*** Block opens ***
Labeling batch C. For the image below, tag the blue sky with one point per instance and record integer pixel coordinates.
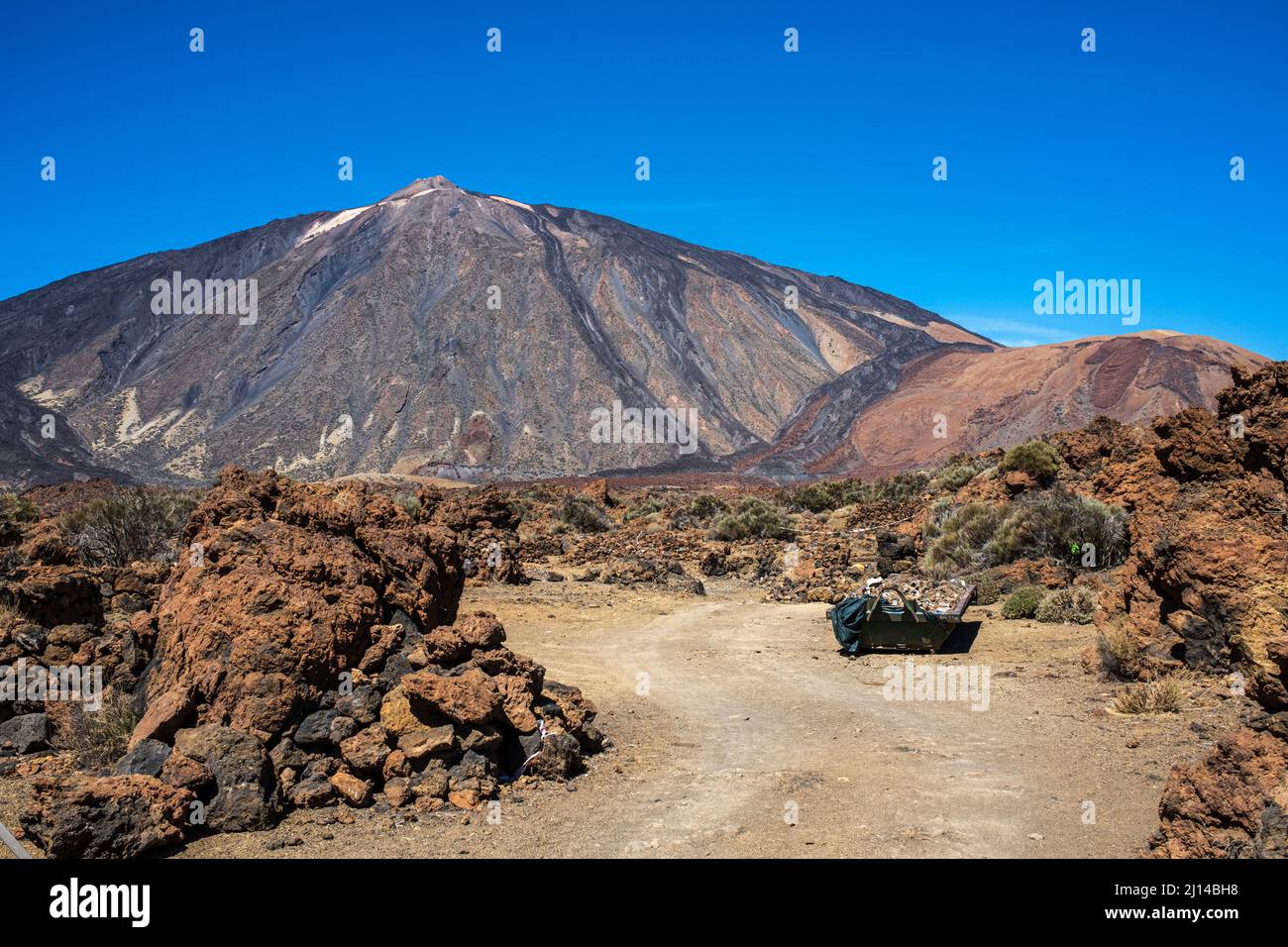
(1104, 165)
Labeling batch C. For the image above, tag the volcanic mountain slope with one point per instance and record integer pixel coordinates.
(443, 331)
(964, 398)
(437, 328)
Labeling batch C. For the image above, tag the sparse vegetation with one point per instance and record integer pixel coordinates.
(825, 496)
(1120, 657)
(642, 509)
(752, 518)
(1055, 522)
(408, 504)
(133, 525)
(1160, 696)
(1074, 605)
(98, 738)
(698, 512)
(954, 476)
(987, 590)
(1022, 603)
(584, 514)
(1038, 459)
(17, 509)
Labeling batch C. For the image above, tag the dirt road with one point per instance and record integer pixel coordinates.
(734, 718)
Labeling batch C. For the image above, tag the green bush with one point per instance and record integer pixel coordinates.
(17, 509)
(698, 512)
(960, 541)
(584, 514)
(1073, 605)
(987, 590)
(1022, 603)
(824, 496)
(1060, 523)
(133, 525)
(1038, 459)
(752, 518)
(640, 509)
(408, 504)
(1056, 523)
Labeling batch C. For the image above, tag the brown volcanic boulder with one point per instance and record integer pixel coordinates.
(106, 817)
(1207, 578)
(292, 579)
(1234, 804)
(471, 697)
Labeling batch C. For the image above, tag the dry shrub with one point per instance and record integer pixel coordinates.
(98, 737)
(1073, 605)
(1160, 696)
(136, 523)
(1120, 657)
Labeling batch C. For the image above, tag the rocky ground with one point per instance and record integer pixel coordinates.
(329, 669)
(750, 710)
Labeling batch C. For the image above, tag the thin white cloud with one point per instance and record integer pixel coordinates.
(1029, 333)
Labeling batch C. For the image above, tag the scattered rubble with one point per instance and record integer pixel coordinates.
(308, 654)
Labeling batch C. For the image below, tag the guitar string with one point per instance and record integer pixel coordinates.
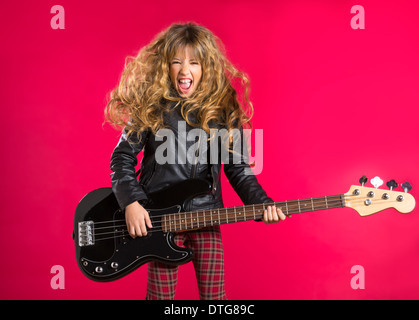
(289, 204)
(226, 211)
(224, 219)
(159, 229)
(190, 216)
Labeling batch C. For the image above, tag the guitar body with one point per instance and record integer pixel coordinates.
(104, 249)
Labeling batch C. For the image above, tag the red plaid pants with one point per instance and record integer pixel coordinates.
(208, 262)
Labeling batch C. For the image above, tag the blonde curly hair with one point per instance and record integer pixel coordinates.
(141, 98)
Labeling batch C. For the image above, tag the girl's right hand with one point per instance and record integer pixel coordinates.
(137, 218)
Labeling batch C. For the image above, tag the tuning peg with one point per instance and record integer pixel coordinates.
(406, 186)
(363, 180)
(376, 182)
(392, 184)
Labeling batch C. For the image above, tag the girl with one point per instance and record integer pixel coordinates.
(182, 81)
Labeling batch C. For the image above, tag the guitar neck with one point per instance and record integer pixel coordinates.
(185, 221)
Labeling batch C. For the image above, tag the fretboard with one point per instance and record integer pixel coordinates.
(184, 221)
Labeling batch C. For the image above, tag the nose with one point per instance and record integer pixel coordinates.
(184, 70)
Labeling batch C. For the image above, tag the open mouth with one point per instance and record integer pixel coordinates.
(185, 85)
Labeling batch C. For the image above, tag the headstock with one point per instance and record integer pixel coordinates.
(367, 201)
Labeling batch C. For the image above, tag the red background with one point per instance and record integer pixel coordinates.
(334, 104)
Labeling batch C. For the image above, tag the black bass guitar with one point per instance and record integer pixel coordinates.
(106, 252)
*** Block closes ***
### Work order
Each record above should be returned unchanged, except that the pictures are dropped.

### Result
Labeling batch C. For the image below, tag the blue sky with one point per instance and record integer pixel coordinates.
(1104, 165)
Labeling batch C. For the image above, tag the volcanic mountain slope with one point per instance and record integer pixel coordinates.
(443, 331)
(964, 398)
(437, 328)
Labeling batch C. For the image above, tag the sparse vegetation with one point per instance and record integer pixel coordinates.
(825, 496)
(1120, 657)
(642, 509)
(752, 518)
(1055, 522)
(408, 504)
(133, 525)
(1160, 696)
(1074, 605)
(98, 738)
(698, 512)
(954, 476)
(987, 590)
(1022, 603)
(584, 514)
(1038, 459)
(17, 509)
Labeling batch C. For the image above, tag the dirt road with one point per instance and record integer pixel coordinates.
(734, 718)
Labeling batch C. For the image above, tag the green bush with one point per instance and record integer pixel coordinates.
(17, 509)
(698, 512)
(960, 541)
(584, 514)
(1073, 605)
(987, 590)
(1022, 603)
(824, 496)
(1060, 523)
(133, 525)
(1038, 459)
(752, 518)
(640, 509)
(408, 504)
(1056, 523)
Labeling batch C. For the image above, tag the brown volcanic boulder with one point per instance and record integer pixel coordinates.
(106, 817)
(1207, 578)
(292, 579)
(1234, 804)
(471, 697)
Labeling batch C. For the image above, tag the dry shrub with one point per instance and record integer pixel coordinates.
(98, 737)
(1073, 605)
(1160, 696)
(136, 523)
(1120, 657)
Labeling batch C. For the image above, tag the rocky ground with one point per instance and record integer pixel coordinates.
(329, 669)
(750, 710)
Labeling batch C. For the image above, tag the thin white cloud with one point per instance and record integer pixel coordinates.
(1029, 333)
Labeling batch C. For the image above, tag the scattered rubble with one point per instance and record integer pixel coordinates.
(308, 654)
Labeling batch C. For the image below, tag the guitar string with one point per instance and record integer pixel coordinates.
(289, 204)
(226, 211)
(224, 219)
(159, 229)
(190, 216)
Labeling batch C. For the image above, tag the guitar body with one point per instance and record integer pixel coordinates.
(104, 249)
Labeling batch C. For the image above, tag the red plaid pants with one point per instance and record integer pixel coordinates.
(208, 262)
Labeling batch C. For the image above, tag the blonde curly hair with one point per instance and record integer pixel coordinates.
(141, 98)
Labeling batch C. For the image above, tag the girl's right hand with one point per instance and record integer pixel coordinates.
(137, 218)
Labeling batch C. For the image above, tag the tuning peg with one point per instance and record integer pixel coordinates.
(406, 186)
(363, 180)
(376, 182)
(392, 184)
Labeling batch C. For the image above, tag the girl with one point per instance and record integer pixel coordinates.
(182, 81)
Labeling batch C. For the image above, tag the guitar neck with one point per instance and record integer pixel coordinates.
(185, 221)
Labeling batch C. For the image above, tag the fretboard with one point per instance and record integer pixel coordinates.
(184, 221)
Labeling batch C. For the image above, tag the nose with one point per instance and record integer pixel coordinates.
(184, 70)
Labeling batch C. For the image above, tag the open mouth with one point per instance and record integer pixel coordinates.
(185, 85)
Labeling batch C. For the image above, tag the headstock with one point per instance and record integer pixel coordinates.
(367, 201)
Labeling batch C. For the image above, tag the red background with one point per instance and record integer pixel coordinates.
(334, 104)
Labeling batch C. For the image above, tag the black bass guitar with one point per instance and record integer pixel coordinates.
(106, 252)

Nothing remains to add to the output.